**The data:**
## START

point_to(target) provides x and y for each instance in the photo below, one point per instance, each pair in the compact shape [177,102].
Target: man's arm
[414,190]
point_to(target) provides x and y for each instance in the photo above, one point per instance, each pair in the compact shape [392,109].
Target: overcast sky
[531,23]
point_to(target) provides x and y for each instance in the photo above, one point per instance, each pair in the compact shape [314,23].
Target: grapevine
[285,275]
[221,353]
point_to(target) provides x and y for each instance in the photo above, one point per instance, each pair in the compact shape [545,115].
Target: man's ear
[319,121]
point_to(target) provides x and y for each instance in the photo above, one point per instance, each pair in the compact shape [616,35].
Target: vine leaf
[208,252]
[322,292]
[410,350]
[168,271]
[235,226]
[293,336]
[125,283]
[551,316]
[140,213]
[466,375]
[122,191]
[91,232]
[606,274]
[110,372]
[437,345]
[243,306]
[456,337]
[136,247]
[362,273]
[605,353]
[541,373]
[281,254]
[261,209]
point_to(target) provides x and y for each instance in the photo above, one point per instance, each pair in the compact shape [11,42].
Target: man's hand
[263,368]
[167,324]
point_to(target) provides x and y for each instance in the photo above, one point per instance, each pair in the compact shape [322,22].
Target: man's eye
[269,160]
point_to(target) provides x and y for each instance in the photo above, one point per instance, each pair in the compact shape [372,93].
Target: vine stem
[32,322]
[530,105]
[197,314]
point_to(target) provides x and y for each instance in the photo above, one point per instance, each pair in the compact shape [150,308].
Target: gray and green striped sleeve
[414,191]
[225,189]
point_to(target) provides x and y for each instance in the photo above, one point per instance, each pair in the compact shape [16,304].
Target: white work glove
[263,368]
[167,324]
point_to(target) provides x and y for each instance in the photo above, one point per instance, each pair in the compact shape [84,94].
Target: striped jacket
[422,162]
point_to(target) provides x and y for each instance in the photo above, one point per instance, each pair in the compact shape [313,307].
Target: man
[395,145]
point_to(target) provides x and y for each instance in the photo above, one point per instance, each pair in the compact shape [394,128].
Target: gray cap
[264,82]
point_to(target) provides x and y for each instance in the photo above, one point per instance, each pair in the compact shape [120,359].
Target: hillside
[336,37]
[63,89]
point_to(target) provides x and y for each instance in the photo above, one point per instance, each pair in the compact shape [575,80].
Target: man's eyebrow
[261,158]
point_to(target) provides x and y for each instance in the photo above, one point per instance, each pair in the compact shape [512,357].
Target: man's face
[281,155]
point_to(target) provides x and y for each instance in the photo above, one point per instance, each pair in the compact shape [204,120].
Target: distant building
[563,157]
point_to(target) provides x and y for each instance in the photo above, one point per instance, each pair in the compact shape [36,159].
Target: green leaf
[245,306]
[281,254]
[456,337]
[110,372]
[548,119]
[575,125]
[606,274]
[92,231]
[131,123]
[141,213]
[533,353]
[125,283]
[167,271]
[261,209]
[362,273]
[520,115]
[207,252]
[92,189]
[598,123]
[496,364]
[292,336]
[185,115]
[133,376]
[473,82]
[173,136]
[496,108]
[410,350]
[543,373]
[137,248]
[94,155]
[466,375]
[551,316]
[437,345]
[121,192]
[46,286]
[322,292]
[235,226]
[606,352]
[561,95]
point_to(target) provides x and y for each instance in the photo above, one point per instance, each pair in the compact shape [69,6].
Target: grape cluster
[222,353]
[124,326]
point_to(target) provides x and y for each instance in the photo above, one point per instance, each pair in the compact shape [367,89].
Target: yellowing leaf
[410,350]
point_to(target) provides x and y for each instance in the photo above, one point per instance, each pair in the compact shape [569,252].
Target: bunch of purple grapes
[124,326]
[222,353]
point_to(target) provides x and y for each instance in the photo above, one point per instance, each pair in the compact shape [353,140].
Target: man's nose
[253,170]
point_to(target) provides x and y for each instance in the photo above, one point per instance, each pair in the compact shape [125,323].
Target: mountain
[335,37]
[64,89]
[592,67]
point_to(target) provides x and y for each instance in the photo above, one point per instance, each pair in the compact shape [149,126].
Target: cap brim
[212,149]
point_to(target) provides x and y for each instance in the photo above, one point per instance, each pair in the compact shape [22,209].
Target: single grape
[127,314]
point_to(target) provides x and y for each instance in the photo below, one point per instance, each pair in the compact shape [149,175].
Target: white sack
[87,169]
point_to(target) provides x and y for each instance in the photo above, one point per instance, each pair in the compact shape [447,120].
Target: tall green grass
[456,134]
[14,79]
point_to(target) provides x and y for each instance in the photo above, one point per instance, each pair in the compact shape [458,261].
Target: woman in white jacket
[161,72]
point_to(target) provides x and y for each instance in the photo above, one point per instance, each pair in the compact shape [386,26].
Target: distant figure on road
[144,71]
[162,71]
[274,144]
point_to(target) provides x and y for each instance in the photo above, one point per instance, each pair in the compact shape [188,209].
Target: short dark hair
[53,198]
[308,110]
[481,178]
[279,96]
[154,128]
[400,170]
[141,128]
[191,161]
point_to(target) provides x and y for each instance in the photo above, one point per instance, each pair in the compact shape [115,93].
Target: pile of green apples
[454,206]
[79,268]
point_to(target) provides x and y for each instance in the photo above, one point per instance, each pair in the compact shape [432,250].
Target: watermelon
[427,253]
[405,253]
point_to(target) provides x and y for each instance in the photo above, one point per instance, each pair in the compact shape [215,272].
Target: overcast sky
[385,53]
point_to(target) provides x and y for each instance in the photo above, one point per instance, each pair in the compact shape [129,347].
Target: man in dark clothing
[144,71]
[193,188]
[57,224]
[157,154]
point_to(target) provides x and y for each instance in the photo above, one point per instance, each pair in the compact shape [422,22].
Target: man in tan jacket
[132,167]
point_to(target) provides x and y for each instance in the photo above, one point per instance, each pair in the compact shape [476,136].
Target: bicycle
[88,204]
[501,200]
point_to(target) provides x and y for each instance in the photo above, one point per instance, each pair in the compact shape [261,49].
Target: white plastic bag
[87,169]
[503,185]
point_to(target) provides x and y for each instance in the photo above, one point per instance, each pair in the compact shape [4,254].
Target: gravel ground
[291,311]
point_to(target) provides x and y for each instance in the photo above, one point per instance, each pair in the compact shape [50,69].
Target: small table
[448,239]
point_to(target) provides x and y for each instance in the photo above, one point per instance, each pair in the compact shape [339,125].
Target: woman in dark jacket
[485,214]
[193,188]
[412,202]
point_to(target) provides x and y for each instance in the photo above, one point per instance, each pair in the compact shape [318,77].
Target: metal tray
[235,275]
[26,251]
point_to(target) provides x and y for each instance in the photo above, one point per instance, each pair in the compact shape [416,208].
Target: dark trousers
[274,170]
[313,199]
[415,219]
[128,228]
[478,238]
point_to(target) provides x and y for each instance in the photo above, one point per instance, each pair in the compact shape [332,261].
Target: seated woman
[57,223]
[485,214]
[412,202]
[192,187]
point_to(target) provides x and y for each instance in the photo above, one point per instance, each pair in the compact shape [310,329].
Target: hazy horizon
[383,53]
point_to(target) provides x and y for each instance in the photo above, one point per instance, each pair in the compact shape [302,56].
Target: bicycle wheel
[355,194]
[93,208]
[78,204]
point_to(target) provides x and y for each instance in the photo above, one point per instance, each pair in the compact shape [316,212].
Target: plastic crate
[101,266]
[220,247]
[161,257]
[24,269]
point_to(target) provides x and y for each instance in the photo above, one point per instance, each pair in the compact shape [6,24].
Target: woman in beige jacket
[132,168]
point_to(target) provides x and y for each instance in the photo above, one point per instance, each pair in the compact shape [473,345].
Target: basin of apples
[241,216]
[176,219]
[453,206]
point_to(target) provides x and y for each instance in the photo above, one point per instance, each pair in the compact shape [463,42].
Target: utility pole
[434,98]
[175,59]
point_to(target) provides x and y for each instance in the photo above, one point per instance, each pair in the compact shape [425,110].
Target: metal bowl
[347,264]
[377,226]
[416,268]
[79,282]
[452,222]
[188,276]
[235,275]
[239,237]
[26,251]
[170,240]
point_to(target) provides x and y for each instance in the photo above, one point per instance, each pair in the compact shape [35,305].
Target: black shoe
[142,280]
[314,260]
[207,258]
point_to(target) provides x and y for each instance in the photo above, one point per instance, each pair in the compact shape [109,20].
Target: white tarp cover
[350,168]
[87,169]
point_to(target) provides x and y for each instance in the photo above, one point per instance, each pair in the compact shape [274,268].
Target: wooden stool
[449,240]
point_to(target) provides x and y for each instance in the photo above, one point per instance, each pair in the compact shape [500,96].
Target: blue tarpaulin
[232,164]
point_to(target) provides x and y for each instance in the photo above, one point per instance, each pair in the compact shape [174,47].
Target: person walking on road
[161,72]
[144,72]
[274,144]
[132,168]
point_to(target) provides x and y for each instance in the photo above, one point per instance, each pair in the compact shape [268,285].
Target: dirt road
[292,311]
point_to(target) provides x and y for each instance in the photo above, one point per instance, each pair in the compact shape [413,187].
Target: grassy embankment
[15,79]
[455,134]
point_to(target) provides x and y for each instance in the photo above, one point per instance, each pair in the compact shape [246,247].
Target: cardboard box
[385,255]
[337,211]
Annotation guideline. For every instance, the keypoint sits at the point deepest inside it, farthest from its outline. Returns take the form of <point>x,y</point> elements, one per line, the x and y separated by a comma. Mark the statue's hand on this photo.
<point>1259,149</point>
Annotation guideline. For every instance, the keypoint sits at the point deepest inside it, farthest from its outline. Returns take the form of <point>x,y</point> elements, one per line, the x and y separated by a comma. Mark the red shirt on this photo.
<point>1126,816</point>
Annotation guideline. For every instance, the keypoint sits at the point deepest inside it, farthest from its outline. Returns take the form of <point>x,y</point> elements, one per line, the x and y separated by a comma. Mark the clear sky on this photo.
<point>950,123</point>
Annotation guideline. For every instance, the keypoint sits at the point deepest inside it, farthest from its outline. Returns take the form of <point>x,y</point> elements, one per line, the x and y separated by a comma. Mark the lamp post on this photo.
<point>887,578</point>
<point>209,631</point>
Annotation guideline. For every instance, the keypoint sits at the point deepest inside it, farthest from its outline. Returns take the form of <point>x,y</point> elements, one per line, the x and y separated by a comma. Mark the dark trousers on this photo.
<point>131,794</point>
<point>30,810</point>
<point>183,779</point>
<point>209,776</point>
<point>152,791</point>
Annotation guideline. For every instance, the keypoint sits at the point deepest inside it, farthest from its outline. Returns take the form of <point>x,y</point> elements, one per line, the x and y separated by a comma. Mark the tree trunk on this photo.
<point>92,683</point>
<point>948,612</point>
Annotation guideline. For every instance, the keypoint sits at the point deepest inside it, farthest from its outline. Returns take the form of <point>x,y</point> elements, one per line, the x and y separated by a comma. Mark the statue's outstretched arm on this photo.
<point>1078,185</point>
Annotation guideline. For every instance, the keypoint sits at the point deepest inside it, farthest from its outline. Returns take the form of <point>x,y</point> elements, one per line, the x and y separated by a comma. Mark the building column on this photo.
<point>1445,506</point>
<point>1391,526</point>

## END

**The request:** Output the line holding "arm on this photo.", then every later line through the end of the records above, exactly as given and nothing else.

**Task answer:**
Annotation guideline. For every instance, the keypoint sits at the point deepest inside it, farthest from its outline. Returns take the form of <point>x,y</point> elements, one per line, the x and y separated by a comma. Mark the statue's outstretched arm on this photo.
<point>1078,185</point>
Annotation guideline. For every instance, the keypoint sits at the point deepest inside it, farthest from its outline. Returns take the form of <point>x,y</point> elements, one per line, the x and y separated by a comma. Mark the building column on this photo.
<point>1445,506</point>
<point>1391,526</point>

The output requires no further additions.